## BEGIN SOURCE MATERIAL
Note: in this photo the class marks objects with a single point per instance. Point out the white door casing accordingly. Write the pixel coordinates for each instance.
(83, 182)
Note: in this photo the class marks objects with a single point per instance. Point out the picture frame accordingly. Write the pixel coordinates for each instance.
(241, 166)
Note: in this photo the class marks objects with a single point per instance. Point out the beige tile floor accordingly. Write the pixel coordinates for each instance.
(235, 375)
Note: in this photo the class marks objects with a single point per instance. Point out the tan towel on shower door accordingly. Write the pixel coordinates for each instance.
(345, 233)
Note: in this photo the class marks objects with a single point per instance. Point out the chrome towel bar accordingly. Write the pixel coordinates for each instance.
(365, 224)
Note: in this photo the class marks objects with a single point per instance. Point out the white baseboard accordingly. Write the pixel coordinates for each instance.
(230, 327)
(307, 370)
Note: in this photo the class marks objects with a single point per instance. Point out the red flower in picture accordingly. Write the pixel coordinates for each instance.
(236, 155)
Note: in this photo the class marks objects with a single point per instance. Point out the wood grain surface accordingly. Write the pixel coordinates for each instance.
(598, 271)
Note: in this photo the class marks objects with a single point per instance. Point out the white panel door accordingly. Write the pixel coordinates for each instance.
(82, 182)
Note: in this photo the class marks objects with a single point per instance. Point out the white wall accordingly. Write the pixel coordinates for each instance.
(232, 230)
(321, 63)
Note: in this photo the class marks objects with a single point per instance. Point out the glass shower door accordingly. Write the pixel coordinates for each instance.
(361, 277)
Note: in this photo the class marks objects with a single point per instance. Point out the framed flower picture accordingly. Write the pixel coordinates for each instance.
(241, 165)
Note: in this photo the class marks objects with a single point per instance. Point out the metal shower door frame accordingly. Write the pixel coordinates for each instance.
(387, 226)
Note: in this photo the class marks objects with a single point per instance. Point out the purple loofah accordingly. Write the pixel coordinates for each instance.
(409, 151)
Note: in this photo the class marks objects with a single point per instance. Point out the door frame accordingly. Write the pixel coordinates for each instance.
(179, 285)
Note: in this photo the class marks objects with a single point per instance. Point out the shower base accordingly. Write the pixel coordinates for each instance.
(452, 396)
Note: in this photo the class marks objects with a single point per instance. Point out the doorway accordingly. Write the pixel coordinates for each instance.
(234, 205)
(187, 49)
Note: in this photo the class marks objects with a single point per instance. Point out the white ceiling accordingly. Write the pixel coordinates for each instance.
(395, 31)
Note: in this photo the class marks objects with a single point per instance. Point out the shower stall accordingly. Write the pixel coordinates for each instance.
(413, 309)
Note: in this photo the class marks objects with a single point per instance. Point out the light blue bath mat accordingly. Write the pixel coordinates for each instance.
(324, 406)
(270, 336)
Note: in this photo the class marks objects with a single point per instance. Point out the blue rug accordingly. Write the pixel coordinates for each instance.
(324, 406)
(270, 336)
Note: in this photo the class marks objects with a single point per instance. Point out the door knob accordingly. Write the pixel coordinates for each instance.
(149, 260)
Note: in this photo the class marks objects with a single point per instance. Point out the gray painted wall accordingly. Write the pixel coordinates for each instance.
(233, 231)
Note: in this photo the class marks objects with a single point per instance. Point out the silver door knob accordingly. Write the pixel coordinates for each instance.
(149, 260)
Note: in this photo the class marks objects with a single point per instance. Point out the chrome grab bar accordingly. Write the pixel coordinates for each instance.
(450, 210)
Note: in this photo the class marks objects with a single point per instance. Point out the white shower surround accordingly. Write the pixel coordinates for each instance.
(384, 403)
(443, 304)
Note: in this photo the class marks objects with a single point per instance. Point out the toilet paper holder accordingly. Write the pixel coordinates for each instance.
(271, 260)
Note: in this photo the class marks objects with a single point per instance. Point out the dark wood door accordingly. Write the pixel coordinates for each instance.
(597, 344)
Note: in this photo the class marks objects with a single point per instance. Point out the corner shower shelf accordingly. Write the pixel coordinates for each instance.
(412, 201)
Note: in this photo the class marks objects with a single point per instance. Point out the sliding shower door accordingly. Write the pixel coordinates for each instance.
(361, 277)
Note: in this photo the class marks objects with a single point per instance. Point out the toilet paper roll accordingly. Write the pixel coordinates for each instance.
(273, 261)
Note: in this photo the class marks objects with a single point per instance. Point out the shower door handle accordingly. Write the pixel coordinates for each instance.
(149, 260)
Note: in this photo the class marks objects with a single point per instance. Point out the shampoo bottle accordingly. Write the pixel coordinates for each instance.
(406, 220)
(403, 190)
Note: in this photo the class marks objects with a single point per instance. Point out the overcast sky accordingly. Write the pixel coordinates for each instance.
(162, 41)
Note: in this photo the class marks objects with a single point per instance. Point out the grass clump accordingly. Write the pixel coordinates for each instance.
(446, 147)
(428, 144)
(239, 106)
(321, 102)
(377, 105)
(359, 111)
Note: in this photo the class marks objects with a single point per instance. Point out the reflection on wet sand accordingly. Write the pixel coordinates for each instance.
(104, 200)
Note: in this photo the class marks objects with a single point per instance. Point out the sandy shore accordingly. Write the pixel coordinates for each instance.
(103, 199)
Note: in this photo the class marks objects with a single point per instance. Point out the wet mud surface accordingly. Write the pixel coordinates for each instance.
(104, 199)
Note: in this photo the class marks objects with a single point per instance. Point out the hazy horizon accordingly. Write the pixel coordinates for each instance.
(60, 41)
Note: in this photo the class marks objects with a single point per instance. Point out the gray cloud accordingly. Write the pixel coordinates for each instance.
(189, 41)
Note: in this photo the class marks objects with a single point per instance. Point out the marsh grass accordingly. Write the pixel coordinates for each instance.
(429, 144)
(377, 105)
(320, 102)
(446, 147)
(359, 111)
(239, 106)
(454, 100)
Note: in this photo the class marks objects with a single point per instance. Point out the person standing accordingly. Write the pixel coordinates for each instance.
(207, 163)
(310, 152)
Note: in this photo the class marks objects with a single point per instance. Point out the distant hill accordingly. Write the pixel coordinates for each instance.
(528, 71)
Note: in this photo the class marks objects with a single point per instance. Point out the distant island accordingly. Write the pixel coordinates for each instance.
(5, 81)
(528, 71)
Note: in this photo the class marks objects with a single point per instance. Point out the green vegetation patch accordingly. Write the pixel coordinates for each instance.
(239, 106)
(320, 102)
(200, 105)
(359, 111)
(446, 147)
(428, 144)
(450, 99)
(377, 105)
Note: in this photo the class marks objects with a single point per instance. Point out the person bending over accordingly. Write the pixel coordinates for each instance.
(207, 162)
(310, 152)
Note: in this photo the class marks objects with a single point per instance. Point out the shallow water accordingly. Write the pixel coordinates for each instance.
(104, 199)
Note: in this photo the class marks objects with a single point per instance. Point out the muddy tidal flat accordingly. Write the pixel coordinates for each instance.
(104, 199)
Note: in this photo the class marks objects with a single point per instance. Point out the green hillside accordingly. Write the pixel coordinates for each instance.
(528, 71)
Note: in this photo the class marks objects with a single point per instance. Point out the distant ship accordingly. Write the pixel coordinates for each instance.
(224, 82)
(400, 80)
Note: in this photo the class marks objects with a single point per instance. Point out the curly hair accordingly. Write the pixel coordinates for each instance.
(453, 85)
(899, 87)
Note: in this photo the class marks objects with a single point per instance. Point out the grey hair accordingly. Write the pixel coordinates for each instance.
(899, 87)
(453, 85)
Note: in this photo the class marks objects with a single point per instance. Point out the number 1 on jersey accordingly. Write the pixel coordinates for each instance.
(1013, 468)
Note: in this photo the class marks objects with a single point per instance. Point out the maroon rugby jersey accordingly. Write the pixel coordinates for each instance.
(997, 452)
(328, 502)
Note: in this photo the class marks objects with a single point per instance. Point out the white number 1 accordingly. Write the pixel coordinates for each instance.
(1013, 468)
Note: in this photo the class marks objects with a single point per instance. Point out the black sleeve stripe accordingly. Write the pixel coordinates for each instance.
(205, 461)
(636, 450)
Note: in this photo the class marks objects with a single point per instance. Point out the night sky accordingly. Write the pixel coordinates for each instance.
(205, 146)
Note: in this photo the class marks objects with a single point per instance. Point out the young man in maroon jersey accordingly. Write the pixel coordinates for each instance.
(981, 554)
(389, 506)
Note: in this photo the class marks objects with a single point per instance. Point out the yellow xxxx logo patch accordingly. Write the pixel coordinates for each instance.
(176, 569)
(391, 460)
## END SOURCE MATERIAL
WHAT YOU NEED TO DO: Write out again, unchanged, every line from the line containing "out the black" to the final line of the material above.

ANSWER IN FULL:
Note: in this photo the class marks objects with a single point per instance. Point out the black sleeve stripe accordingly. Write the pixel coordinates for each instance.
(205, 461)
(636, 450)
Note: in this photo the class marks objects with a single point per instance. Point out the night sky accordingly. Write the pixel coordinates for each instance.
(205, 146)
Note: in this photo the class marks objects with a single point per instance. Point out the young man in maroon jersey accordingly. Write the pixel coordinates for each instance.
(981, 554)
(389, 506)
Note: in this photo the class marks objects with a single point per instance. Point out the yellow xxxx logo patch accordingly. Write the pixel coordinates for each instance.
(176, 569)
(391, 460)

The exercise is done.